[BEGIN RECORDS TO PROCESS]

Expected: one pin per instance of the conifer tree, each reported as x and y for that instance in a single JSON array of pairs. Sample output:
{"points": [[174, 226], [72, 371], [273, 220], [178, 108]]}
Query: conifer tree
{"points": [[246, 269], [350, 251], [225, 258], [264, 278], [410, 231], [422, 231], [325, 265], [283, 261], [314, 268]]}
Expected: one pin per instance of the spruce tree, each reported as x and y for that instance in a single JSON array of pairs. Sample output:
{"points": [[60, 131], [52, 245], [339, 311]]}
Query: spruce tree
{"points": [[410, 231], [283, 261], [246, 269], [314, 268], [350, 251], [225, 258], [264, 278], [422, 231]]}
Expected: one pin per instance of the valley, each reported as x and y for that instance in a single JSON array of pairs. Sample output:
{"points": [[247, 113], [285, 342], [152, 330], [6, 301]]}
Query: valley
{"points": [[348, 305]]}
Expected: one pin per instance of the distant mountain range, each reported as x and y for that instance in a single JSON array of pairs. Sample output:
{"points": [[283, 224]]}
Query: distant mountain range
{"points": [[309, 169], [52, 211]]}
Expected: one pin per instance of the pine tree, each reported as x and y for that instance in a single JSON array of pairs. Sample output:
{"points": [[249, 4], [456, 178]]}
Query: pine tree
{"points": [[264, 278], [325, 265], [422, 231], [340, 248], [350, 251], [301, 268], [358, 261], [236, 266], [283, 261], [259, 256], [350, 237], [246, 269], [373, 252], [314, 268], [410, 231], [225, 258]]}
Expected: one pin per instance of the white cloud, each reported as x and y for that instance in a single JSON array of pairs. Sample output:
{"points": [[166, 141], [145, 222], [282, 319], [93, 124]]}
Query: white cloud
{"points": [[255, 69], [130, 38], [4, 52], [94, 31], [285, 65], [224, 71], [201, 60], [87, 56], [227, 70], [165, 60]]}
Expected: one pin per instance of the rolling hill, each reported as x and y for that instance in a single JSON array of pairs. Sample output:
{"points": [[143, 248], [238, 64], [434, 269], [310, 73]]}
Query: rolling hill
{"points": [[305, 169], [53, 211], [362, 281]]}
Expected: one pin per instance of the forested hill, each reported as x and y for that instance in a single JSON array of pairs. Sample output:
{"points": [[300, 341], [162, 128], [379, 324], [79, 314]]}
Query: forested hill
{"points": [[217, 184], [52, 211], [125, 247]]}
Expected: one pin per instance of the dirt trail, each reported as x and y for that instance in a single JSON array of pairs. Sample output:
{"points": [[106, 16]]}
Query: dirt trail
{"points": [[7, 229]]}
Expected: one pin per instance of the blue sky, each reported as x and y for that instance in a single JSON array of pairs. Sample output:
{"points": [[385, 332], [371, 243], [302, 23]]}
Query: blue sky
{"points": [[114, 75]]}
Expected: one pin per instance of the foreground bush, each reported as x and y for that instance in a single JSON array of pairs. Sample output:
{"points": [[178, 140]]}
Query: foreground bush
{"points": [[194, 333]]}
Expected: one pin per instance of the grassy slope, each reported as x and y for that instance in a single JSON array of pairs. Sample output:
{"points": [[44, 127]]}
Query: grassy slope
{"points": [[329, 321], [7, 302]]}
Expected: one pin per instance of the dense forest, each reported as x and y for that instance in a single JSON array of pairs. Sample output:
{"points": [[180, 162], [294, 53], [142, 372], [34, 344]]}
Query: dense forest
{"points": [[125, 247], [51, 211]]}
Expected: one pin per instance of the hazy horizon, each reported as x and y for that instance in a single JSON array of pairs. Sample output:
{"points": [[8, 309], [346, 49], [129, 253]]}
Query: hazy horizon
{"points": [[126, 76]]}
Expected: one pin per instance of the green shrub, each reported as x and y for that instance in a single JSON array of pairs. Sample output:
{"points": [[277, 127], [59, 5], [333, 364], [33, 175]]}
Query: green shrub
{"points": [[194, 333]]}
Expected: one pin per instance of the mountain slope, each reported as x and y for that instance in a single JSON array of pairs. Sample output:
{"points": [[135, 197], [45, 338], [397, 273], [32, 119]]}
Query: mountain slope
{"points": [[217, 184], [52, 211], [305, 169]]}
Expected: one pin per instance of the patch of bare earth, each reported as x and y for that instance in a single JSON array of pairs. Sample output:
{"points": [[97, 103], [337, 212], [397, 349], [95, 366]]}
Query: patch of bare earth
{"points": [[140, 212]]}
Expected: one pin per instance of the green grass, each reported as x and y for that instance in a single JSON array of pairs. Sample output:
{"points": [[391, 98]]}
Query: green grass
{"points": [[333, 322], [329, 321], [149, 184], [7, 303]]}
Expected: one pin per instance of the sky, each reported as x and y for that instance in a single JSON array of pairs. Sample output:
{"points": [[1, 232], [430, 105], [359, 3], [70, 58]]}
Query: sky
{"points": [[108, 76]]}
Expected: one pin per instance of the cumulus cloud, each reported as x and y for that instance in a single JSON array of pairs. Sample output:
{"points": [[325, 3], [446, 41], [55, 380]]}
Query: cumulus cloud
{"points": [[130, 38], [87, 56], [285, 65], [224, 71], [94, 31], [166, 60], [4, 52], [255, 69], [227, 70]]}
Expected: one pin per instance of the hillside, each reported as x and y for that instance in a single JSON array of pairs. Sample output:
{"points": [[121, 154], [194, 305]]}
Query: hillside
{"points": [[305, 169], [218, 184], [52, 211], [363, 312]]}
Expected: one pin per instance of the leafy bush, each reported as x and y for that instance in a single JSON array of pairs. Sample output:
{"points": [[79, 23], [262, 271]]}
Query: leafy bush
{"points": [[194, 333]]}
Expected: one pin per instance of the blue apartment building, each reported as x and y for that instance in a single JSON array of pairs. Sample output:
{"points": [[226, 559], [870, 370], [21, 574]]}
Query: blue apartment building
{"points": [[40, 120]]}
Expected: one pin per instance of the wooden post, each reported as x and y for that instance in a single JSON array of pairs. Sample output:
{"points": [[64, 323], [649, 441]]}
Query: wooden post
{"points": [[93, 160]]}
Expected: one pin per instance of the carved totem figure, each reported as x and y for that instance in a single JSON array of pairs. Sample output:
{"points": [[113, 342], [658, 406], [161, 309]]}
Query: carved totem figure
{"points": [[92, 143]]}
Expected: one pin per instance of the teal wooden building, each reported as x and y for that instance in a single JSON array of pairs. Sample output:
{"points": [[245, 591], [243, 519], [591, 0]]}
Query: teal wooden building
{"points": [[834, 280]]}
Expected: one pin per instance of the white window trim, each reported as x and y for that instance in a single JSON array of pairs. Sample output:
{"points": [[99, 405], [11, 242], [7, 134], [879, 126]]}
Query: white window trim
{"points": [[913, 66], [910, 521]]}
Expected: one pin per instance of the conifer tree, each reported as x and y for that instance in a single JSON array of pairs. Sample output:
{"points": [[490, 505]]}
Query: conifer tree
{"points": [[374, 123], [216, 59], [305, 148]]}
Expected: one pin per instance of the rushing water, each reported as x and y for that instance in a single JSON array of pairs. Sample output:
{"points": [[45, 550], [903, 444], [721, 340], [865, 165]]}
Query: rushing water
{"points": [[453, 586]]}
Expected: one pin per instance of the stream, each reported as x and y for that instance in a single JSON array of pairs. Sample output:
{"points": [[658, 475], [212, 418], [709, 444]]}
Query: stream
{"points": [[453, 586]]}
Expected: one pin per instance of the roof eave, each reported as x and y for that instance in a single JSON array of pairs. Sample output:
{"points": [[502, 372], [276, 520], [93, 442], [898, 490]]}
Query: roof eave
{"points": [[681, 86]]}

[END RECORDS TO PROCESS]

_GIVEN REQUEST_: From the records above, extract every line exactly as it stands.

_ANSWER TO THIS TASK_:
Expected: one pin per instance of the conifer tree, each reported as x and y for that instance in a single JSON array of pairs. Sample output:
{"points": [[174, 226], [72, 371], [273, 220], [178, 108]]}
Query: conifer tree
{"points": [[246, 269], [350, 251], [225, 258], [264, 278], [410, 231], [422, 231], [325, 265], [283, 261], [314, 268]]}
Expected: one pin per instance of the spruce tree, each reported as x and y for that instance in a single JSON array of pairs. Sample output:
{"points": [[60, 131], [52, 245], [339, 311]]}
Query: spruce tree
{"points": [[410, 231], [283, 261], [246, 269], [314, 268], [350, 251], [225, 258], [264, 278], [422, 231]]}
Expected: one pin per instance of the valley, each reported as x and y for that instance in a single JSON array of pairs. Sample output:
{"points": [[247, 113], [285, 342], [152, 330], [6, 301]]}
Query: valley
{"points": [[348, 305]]}
Expected: one pin per instance of the distant mountain range, each reported as x and y for that instance in a single JSON array of pairs. Sample output:
{"points": [[283, 224]]}
Query: distant mountain range
{"points": [[309, 169], [52, 211]]}
Expected: one pin per instance of the pine tree, each reported as x and y for that instance in a single JSON array of pairs. Sample output:
{"points": [[249, 4], [456, 178]]}
Query: pine tree
{"points": [[264, 278], [325, 265], [422, 231], [340, 248], [350, 251], [301, 268], [358, 261], [236, 266], [283, 261], [259, 256], [350, 237], [246, 269], [373, 252], [314, 268], [410, 231], [225, 258]]}
Expected: one pin per instance of the white cloud, each reported as x and y for that instance in a single JSON array of pairs. Sample output:
{"points": [[166, 141], [145, 222], [282, 319], [93, 124]]}
Query: white cloud
{"points": [[255, 69], [130, 38], [4, 52], [94, 31], [285, 65], [224, 71], [201, 60], [87, 56], [227, 70], [165, 60]]}
Expected: one pin per instance of the rolling hill, each reported as x and y for that instance in a single JSON array of pairs. Sample output:
{"points": [[143, 248], [238, 64], [434, 269], [310, 73]]}
Query: rolling hill
{"points": [[305, 169], [53, 211], [362, 281]]}
Expected: one pin per instance of the forested hill, each reported as x and y for that instance in a single JSON array of pairs. Sample output:
{"points": [[300, 341], [162, 128], [379, 324], [79, 314]]}
Query: forested hill
{"points": [[217, 184], [52, 211], [125, 247]]}
Expected: one pin per instance of the dirt trail, each reported as x and y for that instance in a single JSON array of pairs. Sample output:
{"points": [[106, 16]]}
Query: dirt trail
{"points": [[7, 229]]}
Expected: one pin per instance of the blue sky, each reported as x and y for that instance in a single JSON array of pairs. Sample output:
{"points": [[385, 332], [371, 243], [302, 23]]}
Query: blue sky
{"points": [[114, 75]]}
Expected: one pin per instance of the foreground bush, each reported as x and y for that instance in a single JSON array of pairs. Sample output:
{"points": [[178, 140]]}
Query: foreground bush
{"points": [[194, 333]]}
Expected: one pin per instance of the grassy slope, each reported as x and y for that instance in a single JSON array of pairs. Sample output:
{"points": [[44, 127]]}
Query: grassy slope
{"points": [[329, 321], [7, 302]]}
Expected: one pin per instance of the dense forest, each reported as x and y for that instance in a single JSON array of pairs. Sample output:
{"points": [[180, 162], [294, 53], [142, 372], [34, 344]]}
Query: dense forest
{"points": [[125, 247], [51, 211]]}
Expected: one pin per instance of the hazy horizon, each reported as x and y for that instance in a single JSON array of pairs. Sample output:
{"points": [[8, 309], [346, 49], [129, 253]]}
Query: hazy horizon
{"points": [[126, 76]]}
Expected: one pin per instance of the green shrub, each reported as x and y for that instance in a single JSON array of pairs. Sample output:
{"points": [[277, 127], [59, 5], [333, 364], [33, 175]]}
Query: green shrub
{"points": [[194, 333]]}
Expected: one pin per instance of the mountain slope, each reported as x and y for that instance in a single JSON array of pairs. Sample output:
{"points": [[135, 197], [45, 338], [397, 273], [32, 119]]}
Query: mountain slope
{"points": [[217, 184], [52, 211], [305, 169]]}
Expected: one pin per instance of the patch of bare earth, each reported as x and y for that instance in a single JSON array of pairs. Sample output:
{"points": [[97, 103], [337, 212], [397, 349], [95, 366]]}
Query: patch of bare earth
{"points": [[140, 212]]}
Expected: one pin per instance of the green grass, each reported as x and y for that instance in a single JSON array of pairs. Sample output:
{"points": [[391, 98]]}
Query: green grass
{"points": [[333, 322], [329, 321], [149, 184], [7, 303]]}
Expected: one pin per instance of the sky, each reported as x and y for that instance in a single JSON array of pairs. Sample output:
{"points": [[1, 232], [430, 105], [359, 3], [70, 58]]}
Query: sky
{"points": [[108, 76]]}
Expected: one pin per instance of the cumulus cloud, each reported as x and y for that instance in a single JSON array of pairs. Sample output:
{"points": [[325, 3], [446, 41], [55, 380]]}
Query: cumulus cloud
{"points": [[130, 38], [87, 56], [285, 65], [224, 71], [94, 31], [166, 60], [4, 52], [255, 69], [227, 70]]}
Expected: one pin per instance of the hillside, each reported as x and y for that instance in a single JSON array of pairs. Sample output:
{"points": [[121, 154], [194, 305]]}
Query: hillside
{"points": [[305, 169], [218, 184], [52, 211], [363, 312]]}
Expected: one pin per instance of the leafy bush, each reported as x and y for that instance in a single JSON array of pairs. Sample output:
{"points": [[79, 23], [262, 271]]}
Query: leafy bush
{"points": [[194, 333]]}
Expected: one pin per instance of the blue apartment building, each reported as x and y for that instance in a single JSON array of pairs. Sample output:
{"points": [[226, 559], [870, 370], [21, 574]]}
Query: blue apartment building
{"points": [[40, 120]]}
Expected: one pin per instance of the wooden post, each reported as x and y for that instance in a single JSON array of pairs. Sample output:
{"points": [[64, 323], [649, 441]]}
Query: wooden post
{"points": [[93, 160]]}
Expected: one pin per instance of the carved totem figure, each reported as x and y for that instance in a single JSON array of pairs. Sample output:
{"points": [[113, 342], [658, 406], [161, 309]]}
Query: carved totem figure
{"points": [[92, 143]]}
Expected: one pin per instance of the teal wooden building, each reported as x and y for that instance in a single JSON array of pairs. Sample output:
{"points": [[245, 591], [243, 519], [591, 0]]}
Query: teal wooden building
{"points": [[834, 280]]}
Expected: one pin per instance of the white window trim, each reported as x and y for that instance in a single JSON array of pairs. Sample output:
{"points": [[99, 405], [11, 242], [7, 134], [879, 126]]}
Query: white window trim
{"points": [[913, 66], [910, 521]]}
Expected: one pin per instance of the conifer tree, each reported as x and y for that instance in a single JSON array of pairs. Sample output:
{"points": [[490, 505]]}
Query: conifer tree
{"points": [[374, 123], [216, 59], [305, 148]]}
Expected: one pin per instance of the rushing water, each reported as x and y for that instance in a single JSON array of pairs. Sample output:
{"points": [[45, 550], [903, 444], [721, 340], [865, 165]]}
Query: rushing water
{"points": [[453, 586]]}
Expected: one pin per instance of the stream, each reported as x and y for that instance in a single JSON array of pairs. Sample output:
{"points": [[658, 475], [212, 418], [709, 444]]}
Query: stream
{"points": [[453, 586]]}
Expected: one pin per instance of the roof eave, each reported as x and y for that instance in a single JSON array of pairs. Sample output:
{"points": [[502, 372], [276, 520], [93, 442], [898, 490]]}
Query: roof eave
{"points": [[681, 86]]}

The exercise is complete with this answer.